---- Dataset records
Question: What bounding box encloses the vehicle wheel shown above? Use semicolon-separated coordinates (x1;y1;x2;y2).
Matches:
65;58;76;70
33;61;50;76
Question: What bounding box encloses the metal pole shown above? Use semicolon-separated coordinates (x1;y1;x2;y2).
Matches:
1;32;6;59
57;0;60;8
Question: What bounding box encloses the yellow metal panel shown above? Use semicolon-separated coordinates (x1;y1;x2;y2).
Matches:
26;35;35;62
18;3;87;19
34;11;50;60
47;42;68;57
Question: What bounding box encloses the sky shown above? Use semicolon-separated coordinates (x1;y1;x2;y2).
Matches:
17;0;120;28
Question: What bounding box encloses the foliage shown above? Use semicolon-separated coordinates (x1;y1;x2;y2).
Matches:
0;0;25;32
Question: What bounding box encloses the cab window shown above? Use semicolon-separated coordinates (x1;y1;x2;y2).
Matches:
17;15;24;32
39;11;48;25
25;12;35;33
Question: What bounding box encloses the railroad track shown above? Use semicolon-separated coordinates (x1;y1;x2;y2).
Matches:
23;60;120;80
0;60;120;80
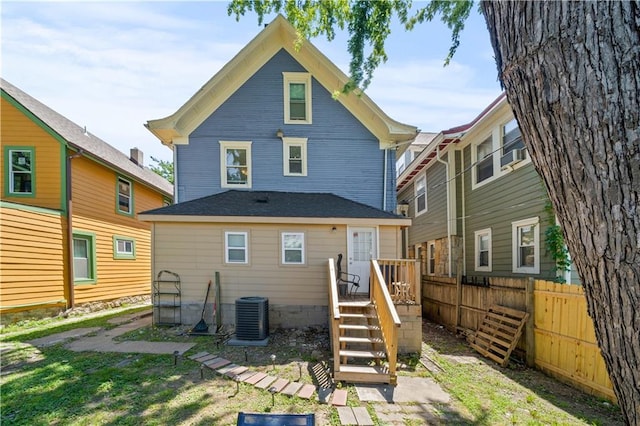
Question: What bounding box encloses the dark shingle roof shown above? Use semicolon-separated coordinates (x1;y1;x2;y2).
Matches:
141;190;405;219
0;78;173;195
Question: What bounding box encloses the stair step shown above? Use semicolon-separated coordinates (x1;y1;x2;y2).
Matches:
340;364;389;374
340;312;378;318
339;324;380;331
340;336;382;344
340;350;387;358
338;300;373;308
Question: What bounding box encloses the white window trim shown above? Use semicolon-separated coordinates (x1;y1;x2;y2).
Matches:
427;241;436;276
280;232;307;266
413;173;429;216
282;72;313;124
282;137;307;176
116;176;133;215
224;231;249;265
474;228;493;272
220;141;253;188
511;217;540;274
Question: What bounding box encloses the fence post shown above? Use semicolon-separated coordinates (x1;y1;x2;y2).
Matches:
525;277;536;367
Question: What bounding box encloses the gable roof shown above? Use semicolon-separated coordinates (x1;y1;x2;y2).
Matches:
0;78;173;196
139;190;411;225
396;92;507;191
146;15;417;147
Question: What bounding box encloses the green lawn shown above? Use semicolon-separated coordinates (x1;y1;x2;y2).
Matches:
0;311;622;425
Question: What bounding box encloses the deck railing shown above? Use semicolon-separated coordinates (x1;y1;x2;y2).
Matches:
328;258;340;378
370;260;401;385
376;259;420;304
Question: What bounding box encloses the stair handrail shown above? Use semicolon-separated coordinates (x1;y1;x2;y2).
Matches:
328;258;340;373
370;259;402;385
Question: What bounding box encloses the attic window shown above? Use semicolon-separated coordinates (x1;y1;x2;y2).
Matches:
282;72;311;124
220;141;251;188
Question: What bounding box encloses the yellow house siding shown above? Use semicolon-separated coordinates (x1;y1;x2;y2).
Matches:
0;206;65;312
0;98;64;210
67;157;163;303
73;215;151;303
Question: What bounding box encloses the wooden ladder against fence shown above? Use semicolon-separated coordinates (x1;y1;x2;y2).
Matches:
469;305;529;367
--------
---- Dataset records
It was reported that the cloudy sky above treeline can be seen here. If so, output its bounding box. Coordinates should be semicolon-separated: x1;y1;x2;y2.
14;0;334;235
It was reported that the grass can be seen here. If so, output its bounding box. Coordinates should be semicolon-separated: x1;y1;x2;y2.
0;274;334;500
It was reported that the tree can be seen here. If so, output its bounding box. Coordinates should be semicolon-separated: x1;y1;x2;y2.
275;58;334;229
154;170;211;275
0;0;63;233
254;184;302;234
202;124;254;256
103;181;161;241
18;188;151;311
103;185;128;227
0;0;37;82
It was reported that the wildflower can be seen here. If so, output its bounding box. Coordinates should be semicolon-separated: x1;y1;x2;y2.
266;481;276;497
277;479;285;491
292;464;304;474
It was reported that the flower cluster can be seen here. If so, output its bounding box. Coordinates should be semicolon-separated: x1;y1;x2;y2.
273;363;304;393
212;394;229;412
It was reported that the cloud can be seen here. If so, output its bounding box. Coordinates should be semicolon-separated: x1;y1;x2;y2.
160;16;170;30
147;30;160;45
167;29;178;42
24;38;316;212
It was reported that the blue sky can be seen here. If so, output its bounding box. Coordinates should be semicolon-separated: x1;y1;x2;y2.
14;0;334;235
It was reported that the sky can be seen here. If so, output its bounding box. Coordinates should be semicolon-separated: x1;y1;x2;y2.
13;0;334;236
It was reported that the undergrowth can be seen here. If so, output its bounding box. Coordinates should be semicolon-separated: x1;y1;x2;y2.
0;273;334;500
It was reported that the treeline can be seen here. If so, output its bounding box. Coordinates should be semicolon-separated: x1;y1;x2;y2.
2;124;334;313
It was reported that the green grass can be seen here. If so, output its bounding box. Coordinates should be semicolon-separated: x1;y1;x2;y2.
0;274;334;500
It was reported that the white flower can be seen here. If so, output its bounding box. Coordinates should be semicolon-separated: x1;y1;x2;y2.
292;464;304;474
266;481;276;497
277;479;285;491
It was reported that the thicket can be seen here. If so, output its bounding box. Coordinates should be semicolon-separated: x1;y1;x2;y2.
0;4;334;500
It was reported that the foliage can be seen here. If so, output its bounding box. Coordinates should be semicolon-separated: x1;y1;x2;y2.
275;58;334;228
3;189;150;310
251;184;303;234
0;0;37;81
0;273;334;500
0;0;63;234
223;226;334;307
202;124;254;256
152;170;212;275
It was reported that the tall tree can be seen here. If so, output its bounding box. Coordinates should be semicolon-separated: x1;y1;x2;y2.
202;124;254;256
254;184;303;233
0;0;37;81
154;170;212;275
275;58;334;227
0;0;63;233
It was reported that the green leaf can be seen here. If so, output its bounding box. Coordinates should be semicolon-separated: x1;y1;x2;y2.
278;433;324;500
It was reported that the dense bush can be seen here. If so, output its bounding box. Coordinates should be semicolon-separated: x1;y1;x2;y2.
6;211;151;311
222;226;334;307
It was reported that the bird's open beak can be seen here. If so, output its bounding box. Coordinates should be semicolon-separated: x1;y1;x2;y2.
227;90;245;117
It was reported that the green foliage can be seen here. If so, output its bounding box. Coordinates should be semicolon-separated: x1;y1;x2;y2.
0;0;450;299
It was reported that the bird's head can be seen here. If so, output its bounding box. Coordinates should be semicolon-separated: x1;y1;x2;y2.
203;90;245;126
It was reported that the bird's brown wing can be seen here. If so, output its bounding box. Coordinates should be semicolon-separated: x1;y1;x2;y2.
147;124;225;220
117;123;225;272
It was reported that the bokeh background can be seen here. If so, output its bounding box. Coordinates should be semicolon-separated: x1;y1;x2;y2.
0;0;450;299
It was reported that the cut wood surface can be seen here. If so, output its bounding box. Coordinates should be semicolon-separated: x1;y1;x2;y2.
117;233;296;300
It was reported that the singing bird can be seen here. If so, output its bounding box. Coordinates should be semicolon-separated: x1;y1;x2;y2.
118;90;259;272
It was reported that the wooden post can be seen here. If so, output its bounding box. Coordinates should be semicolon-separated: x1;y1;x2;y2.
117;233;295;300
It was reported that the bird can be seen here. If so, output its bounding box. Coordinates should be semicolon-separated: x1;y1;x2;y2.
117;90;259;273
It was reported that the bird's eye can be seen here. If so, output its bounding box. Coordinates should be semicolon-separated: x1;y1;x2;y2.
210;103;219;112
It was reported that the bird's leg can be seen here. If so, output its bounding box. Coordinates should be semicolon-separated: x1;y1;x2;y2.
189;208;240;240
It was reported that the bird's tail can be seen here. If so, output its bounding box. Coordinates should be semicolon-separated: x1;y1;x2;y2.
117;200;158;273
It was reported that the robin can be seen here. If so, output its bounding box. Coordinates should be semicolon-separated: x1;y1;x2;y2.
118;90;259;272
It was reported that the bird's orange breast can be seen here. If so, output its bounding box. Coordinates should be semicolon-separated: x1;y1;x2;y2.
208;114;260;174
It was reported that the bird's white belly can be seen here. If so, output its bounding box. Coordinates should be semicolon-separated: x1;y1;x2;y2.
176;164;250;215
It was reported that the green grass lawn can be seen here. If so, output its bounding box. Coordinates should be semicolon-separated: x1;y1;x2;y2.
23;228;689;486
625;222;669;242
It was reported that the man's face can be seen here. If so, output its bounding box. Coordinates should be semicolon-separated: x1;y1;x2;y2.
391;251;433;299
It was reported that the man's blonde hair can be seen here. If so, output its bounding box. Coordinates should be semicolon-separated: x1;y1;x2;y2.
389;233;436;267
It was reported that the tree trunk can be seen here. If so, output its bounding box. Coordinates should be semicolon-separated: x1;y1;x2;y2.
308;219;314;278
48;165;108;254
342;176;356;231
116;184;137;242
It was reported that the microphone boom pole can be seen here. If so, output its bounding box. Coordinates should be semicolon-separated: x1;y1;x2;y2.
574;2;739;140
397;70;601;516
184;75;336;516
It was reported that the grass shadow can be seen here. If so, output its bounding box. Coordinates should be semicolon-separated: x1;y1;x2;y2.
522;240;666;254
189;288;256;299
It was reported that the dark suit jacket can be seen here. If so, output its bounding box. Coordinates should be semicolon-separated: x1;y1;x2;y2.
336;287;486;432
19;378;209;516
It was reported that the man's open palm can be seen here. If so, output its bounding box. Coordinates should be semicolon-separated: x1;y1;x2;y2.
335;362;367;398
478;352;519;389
--------
● Job: Copy everything from the line containing "It was reported that the bokeh" down to the line containing "210;103;219;112", including both of those lines.

● Correct answer:
It was reported that the bokeh background can be seen here. If so, output its bounding box. Coordinates should be semicolon-separated: x1;y1;x2;y2.
0;0;450;299
It was reported that the cut wood surface can be seen here. If so, output its bounding box. Coordinates should be semicolon-separated: x1;y1;x2;y2.
117;233;296;300
It was reported that the singing bird can be seen here. If so, output its bounding box. Coordinates should be semicolon-separated: x1;y1;x2;y2.
118;90;259;272
It was reported that the wooden post can be seen here. If so, output its bounding box. Coordinates should be semicolon-separated: x1;y1;x2;y2.
117;233;295;300
It was reported that the bird can be seen here. If so, output its bounding box. Coordinates should be semicolon-separated: x1;y1;x2;y2.
117;90;259;273
It was reported that the bird's eye can be seen here. If so, output its bounding box. Coordinates should be semicolon-separated: x1;y1;x2;y2.
210;103;219;112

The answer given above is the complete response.